(Required work): Swap "innermost point" for "central point" everywhere in the rows below, change nothing else, and leave the pictures out of your copy.

======== Exercise materials ========

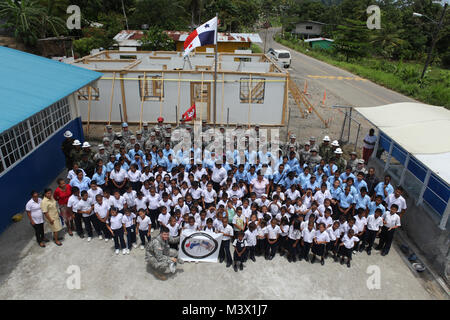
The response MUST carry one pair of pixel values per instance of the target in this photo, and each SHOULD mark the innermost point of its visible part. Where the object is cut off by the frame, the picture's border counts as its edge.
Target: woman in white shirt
(34, 212)
(119, 178)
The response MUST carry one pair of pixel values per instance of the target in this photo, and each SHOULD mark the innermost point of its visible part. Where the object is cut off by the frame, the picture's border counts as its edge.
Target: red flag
(190, 114)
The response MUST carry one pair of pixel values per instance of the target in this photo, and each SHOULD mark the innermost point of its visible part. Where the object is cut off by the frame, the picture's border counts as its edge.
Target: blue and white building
(37, 106)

========

(Answer below):
The response MUST carry one pair of pixel values per instance of the target in this photo, and each SHOULD mark the central point of its visible part. Where the object is cut off by the frame, the picture's border counts as its edge.
Target: woman in white shirt
(34, 212)
(119, 178)
The response MUST carry one pair of pixel values per instance of the target in this photo, and each SHOULD mark the central point of its visible part. Where the object is cut off by the frame, the picture's border counts as its edge.
Target: red flag
(190, 114)
The response MUST carry one pair of pixel values per instance of the target in this photo, and each SHOULD mark the central point of its visible part. Where the object is cut off by the frame, the picture's border counts as its edge.
Target: blue and white building
(37, 106)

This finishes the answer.